**Activity 1**.
Please render this sentence from the biography below into Spanish: "She has recently begun incorporating complexity theory into her work by using a systems science approach to deconstruct the complex and dynamic nature of her research questions."
**Activity 2**.
Extend the biography below with text that follows on from its last sentence.

**Selected text**.
○ ○ ○

Biography

Dr. Sönmez is the former Associate Dean for Faculty, Research and Graduate Programs at UCF College of Business. She holds a doctorate from Penn State University, a Master’s degree from Clemson University, and a B.B.A. from Bernard Baruch College/City University of New York.

Her research is interdisciplinary and applied and delves broadly into the nexus of leisure, work and health. Her work has evolved through several phases, beginning with a focus primarily on the management and mitigation of impacts of various natural or human-caused tourism crises. Her research later broadened to include health risks of vacation travel as well as other forms of population mobility—namely occupational. Dr. Sönmez’s current work focuses on the occupational health and safety of immigrant and minority service sector workers (e.g., hotel housekeepers, restaurant workers, cruise ship workers). She has recently begun incorporating complexity theory into her work by using a systems science approach to deconstruct the complex and dynamic nature of her research questions.

○ ○ ○

**Given information**.

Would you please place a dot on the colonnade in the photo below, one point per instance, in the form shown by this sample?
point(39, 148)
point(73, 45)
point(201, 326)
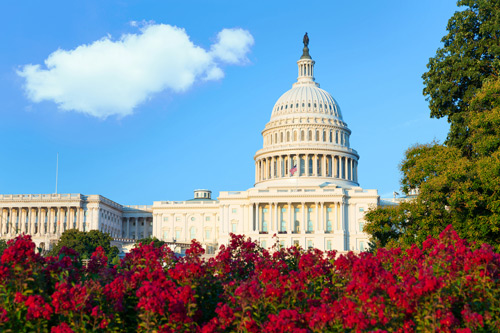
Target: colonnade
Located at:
point(298, 217)
point(290, 218)
point(308, 165)
point(39, 221)
point(131, 228)
point(306, 135)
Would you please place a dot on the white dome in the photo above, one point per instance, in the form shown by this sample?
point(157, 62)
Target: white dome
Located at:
point(306, 99)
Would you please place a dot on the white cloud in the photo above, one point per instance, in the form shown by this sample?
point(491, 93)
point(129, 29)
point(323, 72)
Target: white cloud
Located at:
point(110, 77)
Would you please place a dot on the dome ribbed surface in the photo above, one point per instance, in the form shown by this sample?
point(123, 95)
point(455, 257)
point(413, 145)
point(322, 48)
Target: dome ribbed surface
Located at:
point(307, 98)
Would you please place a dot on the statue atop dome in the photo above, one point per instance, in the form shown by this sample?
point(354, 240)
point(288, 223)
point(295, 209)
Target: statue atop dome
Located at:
point(305, 53)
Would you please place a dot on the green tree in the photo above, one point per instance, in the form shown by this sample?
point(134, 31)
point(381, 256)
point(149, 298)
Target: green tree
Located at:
point(85, 243)
point(458, 188)
point(470, 54)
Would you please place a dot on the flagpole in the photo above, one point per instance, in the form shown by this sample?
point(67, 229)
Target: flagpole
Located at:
point(57, 169)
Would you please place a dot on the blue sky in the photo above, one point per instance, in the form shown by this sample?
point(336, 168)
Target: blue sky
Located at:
point(198, 126)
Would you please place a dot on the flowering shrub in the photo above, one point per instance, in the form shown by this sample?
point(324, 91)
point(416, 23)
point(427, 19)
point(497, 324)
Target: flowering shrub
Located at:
point(443, 286)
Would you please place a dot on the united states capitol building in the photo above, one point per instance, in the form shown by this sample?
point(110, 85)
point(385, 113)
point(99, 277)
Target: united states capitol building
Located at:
point(306, 190)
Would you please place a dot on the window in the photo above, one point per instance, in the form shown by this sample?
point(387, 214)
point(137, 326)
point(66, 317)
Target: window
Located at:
point(309, 225)
point(361, 225)
point(329, 226)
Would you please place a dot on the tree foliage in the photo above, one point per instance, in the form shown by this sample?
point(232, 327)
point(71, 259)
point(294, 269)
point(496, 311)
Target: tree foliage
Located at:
point(470, 53)
point(457, 186)
point(85, 243)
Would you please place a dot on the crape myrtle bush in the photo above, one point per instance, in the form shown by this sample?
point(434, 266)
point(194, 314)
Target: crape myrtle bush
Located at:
point(443, 286)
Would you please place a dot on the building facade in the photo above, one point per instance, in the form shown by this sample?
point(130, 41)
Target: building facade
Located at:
point(306, 190)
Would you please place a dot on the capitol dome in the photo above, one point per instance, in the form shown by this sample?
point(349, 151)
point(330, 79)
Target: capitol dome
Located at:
point(306, 141)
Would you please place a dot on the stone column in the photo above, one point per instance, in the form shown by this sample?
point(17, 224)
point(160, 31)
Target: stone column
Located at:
point(304, 223)
point(3, 221)
point(315, 165)
point(322, 222)
point(257, 219)
point(316, 225)
point(272, 167)
point(33, 227)
point(277, 219)
point(270, 226)
point(324, 161)
point(24, 213)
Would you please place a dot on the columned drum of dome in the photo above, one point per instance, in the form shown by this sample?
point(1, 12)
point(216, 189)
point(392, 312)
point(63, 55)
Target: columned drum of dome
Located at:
point(306, 142)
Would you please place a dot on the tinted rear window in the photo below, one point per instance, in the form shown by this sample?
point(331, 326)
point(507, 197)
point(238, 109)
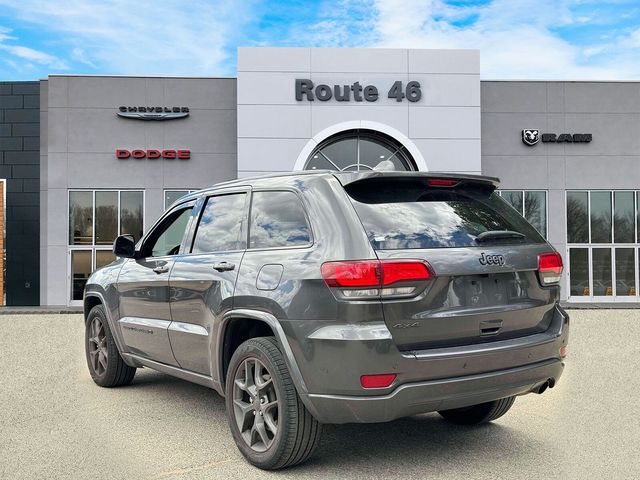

○ ○ ○

**Response area 1**.
Recientemente ha comenzado a incorporar la teoría de la complejidad en su trabajo, utilizando un enfoque de ciencia de sistemas para deconstruir la naturaleza compleja y dinámica de sus preguntas de investigación.

**Response area 2**.
Dr. Sönmez currently serves as PI on a research grant funded by the NIH/NIMHHD, titled Delineating Hispanic Immigrants’ Allostatic Load Dynamics through Simulation Modeling, with an interdisciplinary team of leading scholars. The study draws on syndemics, systems science, and dynamic simulation modeling methodologies to effectively capture the underlying, dynamically-complex etiology of Hispanic immigrant worker health disparities, focusing on the hospitality and tourism sector, with potential to lead to impactful structural policy interventions.